### Stated problem
Starting at the line that contains "Mark one point per instance of the white door" and continuing through the end of the records, rewrite those lines with "white door frame" changed to "white window frame" and everything else left as it is. Omit the pictures from your answer.

### Given records

>>>>>

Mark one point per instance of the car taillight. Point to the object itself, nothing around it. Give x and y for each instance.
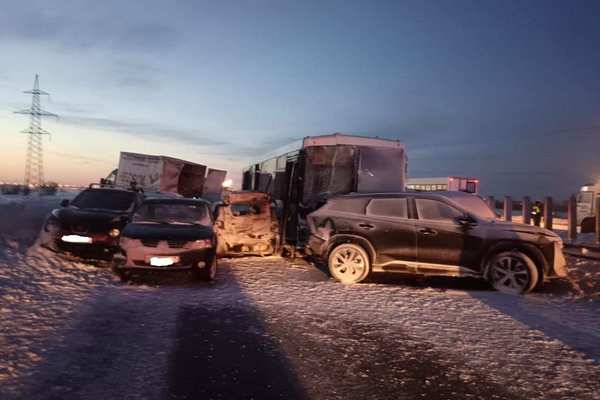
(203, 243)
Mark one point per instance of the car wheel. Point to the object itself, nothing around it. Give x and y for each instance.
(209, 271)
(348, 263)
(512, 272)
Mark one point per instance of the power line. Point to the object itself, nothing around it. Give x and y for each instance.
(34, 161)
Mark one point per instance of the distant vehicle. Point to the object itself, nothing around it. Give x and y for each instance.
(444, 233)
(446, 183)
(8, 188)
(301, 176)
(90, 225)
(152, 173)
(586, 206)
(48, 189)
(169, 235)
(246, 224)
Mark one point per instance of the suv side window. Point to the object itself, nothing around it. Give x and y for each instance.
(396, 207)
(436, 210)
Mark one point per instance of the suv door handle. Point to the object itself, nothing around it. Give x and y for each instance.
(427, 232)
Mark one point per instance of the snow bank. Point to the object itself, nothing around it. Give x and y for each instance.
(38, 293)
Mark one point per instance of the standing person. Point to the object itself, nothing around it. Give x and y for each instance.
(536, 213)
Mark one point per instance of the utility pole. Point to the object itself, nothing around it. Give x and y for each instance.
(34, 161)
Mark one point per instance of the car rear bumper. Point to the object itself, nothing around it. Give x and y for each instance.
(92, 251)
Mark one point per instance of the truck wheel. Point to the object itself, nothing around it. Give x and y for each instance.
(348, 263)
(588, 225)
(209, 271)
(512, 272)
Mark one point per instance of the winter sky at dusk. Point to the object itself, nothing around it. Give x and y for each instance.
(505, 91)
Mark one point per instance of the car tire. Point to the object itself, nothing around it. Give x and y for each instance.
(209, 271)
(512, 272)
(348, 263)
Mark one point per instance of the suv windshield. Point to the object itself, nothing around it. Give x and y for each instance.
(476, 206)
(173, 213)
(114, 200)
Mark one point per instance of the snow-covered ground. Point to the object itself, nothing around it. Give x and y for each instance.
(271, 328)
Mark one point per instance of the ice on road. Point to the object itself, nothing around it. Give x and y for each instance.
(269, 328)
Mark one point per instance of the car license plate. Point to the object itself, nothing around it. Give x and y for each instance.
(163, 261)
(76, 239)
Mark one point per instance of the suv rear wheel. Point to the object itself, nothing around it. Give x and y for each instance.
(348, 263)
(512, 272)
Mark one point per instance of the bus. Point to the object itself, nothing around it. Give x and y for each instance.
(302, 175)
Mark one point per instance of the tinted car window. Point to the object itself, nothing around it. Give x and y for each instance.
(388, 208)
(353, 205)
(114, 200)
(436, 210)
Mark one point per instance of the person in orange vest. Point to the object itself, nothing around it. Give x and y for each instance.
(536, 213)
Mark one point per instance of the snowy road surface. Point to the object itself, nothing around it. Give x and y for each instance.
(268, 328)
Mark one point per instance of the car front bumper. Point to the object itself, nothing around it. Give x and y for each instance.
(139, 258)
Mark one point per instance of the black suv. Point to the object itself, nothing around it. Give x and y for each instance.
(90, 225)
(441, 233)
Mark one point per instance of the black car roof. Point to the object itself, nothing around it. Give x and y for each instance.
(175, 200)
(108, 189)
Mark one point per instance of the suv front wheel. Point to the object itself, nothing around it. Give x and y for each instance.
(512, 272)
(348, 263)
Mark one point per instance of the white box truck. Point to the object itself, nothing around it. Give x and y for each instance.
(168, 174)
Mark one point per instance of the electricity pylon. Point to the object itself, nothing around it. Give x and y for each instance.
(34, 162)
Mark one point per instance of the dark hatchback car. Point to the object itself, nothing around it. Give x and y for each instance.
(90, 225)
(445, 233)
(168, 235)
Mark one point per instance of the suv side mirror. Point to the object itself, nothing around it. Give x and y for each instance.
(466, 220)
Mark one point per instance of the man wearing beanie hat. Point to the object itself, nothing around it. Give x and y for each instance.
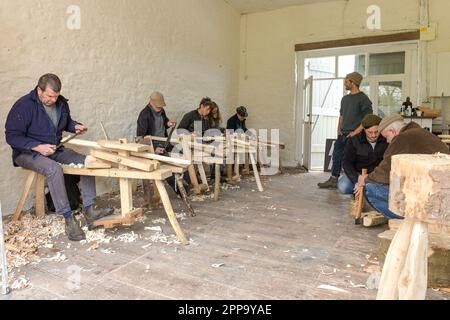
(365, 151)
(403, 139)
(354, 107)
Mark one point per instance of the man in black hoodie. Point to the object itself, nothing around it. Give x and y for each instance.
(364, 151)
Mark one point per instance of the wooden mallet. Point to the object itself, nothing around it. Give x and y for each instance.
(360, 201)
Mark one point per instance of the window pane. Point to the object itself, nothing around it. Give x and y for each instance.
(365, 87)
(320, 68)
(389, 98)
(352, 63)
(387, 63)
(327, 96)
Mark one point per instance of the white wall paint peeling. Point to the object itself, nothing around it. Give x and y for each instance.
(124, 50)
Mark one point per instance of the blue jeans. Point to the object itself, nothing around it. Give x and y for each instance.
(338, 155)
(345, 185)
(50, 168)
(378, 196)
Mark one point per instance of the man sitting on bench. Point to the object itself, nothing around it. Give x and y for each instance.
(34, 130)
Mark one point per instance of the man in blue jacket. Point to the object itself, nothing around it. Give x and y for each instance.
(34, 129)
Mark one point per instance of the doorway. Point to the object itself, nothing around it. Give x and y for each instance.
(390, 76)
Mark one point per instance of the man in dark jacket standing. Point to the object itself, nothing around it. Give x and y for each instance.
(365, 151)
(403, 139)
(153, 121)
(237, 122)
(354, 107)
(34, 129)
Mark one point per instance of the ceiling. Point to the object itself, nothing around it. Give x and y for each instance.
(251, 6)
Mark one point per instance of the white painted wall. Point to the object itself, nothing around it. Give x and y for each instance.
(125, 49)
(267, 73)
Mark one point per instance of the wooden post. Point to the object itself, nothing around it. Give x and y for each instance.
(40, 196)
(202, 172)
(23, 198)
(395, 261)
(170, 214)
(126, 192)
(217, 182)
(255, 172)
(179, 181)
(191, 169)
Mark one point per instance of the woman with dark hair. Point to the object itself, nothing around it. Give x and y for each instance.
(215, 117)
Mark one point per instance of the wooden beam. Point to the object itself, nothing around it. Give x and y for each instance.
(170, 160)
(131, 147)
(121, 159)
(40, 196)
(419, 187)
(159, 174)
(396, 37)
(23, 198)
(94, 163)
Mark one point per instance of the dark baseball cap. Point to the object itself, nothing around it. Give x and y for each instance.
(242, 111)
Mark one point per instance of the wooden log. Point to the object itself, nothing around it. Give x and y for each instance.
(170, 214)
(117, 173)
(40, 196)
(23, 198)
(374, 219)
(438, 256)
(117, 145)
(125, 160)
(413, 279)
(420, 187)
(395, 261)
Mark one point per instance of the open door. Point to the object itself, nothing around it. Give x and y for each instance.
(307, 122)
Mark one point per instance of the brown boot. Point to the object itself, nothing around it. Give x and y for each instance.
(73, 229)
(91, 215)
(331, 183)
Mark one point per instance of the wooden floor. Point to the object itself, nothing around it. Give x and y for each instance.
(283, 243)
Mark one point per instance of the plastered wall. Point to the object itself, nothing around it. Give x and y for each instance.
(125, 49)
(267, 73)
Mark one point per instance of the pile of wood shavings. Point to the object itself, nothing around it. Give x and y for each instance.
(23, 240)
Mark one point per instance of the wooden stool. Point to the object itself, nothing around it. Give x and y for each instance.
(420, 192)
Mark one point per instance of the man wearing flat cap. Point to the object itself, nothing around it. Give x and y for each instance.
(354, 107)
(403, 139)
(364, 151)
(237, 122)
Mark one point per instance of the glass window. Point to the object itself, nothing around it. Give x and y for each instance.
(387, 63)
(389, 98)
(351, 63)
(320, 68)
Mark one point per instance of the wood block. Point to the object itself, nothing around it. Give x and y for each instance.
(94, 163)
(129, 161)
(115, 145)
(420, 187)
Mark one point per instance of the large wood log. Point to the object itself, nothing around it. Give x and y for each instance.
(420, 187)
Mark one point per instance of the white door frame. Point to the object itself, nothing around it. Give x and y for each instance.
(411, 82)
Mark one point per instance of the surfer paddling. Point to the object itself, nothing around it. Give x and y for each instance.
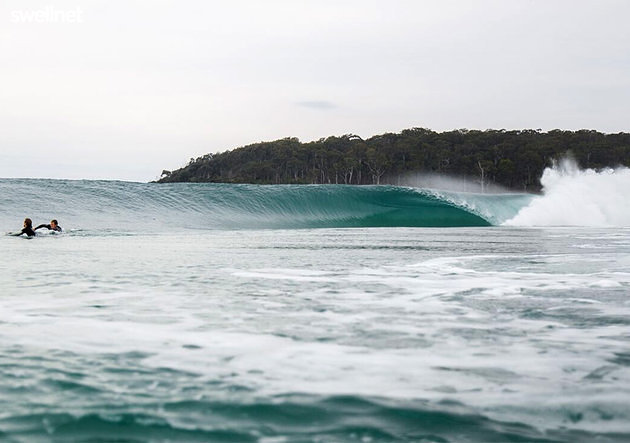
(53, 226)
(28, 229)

<<<<<

### Exercise solution
Mark one point per instance of the white window frame. Point to the object itself, nothing around it. Give x and y for each instance.
(411, 82)
Mark one point per instance of the surfer paddling. Point to the object itself, nothing around it. Give x and y for each instance.
(53, 226)
(28, 229)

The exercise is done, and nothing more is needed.